# [Do this]
Please report every line of the records that contains the string "awning", matching case exactly.

───── Data for this task

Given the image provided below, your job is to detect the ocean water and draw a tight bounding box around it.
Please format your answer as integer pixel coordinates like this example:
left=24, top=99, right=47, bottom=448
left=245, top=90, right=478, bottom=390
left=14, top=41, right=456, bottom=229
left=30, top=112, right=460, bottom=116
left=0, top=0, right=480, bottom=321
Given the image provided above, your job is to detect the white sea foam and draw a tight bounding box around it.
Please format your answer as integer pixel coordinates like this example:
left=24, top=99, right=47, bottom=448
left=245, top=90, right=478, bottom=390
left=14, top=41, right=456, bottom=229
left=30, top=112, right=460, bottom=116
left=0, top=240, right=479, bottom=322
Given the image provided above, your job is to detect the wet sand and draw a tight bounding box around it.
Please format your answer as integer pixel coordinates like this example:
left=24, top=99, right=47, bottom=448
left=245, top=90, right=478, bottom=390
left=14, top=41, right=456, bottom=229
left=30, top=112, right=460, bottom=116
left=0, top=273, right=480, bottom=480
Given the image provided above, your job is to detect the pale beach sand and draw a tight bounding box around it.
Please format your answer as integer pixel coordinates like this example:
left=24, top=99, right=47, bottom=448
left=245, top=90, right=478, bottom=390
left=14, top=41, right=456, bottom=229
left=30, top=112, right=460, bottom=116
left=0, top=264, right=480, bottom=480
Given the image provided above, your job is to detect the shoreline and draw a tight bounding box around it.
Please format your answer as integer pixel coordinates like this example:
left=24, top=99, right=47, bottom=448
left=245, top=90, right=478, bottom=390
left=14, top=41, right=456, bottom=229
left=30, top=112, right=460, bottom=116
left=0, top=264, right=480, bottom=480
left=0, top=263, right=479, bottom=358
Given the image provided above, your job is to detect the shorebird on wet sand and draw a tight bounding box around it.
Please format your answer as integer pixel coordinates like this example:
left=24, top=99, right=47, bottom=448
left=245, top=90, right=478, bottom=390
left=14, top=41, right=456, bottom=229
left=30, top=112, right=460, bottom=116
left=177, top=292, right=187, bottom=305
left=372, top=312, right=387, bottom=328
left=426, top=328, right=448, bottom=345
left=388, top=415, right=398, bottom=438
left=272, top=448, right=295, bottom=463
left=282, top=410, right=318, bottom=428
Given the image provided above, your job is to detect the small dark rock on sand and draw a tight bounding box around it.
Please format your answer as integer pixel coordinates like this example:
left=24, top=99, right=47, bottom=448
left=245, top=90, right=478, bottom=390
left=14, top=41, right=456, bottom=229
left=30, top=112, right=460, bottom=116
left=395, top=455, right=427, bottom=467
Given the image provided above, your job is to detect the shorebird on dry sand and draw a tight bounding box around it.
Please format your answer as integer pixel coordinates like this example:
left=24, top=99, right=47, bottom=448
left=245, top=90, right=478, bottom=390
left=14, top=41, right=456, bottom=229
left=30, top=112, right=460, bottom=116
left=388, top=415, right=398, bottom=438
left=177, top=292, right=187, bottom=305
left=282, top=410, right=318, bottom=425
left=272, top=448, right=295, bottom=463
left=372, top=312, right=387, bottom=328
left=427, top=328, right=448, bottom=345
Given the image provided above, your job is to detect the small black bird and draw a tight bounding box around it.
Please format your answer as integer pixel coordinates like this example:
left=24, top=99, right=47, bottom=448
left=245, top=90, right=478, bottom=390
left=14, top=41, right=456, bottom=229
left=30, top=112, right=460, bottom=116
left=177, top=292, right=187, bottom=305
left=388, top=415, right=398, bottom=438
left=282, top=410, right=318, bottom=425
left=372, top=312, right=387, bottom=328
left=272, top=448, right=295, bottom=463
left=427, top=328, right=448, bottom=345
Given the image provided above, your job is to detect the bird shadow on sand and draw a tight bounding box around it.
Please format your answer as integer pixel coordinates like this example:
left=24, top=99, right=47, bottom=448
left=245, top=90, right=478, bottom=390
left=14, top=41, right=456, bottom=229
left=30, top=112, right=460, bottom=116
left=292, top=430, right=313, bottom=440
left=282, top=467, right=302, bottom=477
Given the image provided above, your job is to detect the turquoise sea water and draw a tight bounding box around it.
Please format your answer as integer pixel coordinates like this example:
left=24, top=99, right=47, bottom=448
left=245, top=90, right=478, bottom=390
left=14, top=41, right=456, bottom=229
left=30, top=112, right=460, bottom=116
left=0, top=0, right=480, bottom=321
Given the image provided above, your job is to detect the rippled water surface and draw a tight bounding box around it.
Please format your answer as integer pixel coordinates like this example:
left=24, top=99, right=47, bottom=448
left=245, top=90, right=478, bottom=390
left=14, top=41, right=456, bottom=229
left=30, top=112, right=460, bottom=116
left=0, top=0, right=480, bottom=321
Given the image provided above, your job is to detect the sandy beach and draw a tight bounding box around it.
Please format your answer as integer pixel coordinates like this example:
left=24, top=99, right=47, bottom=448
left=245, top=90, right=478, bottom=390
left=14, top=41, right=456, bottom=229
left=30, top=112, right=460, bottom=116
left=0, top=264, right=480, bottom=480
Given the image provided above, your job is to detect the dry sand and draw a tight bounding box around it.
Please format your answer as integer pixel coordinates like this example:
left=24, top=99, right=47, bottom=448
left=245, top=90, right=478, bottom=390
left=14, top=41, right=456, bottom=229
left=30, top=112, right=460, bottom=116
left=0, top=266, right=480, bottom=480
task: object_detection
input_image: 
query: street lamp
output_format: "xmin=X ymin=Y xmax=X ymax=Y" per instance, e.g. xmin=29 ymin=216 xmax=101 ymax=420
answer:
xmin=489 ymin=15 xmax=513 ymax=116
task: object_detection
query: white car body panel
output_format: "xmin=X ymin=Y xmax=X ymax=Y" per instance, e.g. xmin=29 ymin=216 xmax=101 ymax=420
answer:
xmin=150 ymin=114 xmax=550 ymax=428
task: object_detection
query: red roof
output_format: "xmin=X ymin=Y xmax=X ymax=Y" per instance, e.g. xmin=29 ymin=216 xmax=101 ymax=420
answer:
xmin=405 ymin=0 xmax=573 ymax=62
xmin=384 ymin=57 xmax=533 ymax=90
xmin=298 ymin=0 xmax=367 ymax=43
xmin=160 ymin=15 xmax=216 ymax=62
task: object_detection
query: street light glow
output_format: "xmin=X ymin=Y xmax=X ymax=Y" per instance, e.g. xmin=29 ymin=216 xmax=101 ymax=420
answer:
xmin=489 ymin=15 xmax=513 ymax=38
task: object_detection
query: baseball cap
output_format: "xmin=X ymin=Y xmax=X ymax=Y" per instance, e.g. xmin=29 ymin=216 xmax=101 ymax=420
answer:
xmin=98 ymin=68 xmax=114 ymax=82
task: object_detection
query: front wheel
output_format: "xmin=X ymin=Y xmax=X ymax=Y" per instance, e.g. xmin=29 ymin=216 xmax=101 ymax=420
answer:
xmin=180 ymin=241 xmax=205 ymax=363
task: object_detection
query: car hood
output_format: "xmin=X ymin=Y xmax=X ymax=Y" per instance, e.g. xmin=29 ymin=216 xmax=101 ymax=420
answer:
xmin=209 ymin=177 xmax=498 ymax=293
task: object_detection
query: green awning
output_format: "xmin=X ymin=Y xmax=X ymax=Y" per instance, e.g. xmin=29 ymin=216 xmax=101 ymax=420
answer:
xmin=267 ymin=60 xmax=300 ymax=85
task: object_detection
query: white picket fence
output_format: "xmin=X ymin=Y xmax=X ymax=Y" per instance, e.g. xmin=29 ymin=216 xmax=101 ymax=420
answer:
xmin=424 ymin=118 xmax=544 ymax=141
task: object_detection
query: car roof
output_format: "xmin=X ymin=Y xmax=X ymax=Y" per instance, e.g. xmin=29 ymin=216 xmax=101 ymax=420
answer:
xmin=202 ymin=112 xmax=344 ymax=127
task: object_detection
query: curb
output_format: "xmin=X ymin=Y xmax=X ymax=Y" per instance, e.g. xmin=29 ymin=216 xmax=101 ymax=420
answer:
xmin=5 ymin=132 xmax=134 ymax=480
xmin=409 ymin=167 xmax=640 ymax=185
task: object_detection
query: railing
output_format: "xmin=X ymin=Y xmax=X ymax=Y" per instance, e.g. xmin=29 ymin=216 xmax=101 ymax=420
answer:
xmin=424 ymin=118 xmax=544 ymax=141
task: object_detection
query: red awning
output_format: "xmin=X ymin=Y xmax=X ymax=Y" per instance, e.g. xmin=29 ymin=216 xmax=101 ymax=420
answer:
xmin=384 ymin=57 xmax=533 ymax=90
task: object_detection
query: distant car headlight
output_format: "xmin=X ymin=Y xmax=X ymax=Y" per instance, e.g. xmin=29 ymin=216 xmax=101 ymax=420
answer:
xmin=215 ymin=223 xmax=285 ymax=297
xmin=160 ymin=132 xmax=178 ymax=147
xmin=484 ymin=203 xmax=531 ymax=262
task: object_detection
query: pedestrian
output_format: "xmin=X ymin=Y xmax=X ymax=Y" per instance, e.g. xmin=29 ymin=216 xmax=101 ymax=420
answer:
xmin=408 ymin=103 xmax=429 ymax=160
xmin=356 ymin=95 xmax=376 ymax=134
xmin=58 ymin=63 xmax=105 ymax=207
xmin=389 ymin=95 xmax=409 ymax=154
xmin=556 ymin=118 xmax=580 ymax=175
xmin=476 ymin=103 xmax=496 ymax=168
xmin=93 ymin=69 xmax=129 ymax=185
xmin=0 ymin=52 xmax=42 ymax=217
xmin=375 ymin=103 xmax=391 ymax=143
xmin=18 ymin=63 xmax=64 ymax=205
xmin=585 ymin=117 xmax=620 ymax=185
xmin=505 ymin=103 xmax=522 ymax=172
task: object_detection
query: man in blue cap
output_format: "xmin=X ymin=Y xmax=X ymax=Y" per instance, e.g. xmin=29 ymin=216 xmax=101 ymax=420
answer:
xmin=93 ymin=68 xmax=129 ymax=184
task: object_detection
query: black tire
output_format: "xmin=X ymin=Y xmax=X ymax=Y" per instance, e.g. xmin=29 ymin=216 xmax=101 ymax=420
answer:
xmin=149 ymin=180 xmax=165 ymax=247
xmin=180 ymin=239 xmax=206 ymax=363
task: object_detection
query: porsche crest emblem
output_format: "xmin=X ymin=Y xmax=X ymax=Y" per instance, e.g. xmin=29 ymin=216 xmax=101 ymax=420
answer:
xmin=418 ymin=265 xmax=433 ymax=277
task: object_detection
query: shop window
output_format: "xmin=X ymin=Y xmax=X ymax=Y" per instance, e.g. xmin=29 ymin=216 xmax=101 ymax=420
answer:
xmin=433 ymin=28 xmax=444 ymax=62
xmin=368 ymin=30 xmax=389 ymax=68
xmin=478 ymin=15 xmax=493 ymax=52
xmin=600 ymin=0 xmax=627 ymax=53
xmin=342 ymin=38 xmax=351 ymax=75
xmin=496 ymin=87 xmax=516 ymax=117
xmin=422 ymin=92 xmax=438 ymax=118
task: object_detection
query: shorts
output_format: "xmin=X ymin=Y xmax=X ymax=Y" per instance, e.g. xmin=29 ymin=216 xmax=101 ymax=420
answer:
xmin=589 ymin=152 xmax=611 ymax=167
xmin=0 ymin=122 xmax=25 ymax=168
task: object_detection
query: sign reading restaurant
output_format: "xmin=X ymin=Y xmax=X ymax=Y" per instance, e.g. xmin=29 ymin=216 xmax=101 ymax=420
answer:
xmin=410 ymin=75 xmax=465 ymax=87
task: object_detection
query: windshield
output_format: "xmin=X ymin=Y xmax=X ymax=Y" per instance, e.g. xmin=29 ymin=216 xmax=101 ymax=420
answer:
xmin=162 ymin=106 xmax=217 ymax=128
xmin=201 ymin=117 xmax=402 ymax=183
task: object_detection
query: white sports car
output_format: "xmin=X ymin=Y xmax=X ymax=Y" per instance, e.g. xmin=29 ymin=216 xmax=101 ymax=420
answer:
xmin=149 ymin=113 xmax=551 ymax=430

──────────

# [Finished exercise]
query: green awning
query: red awning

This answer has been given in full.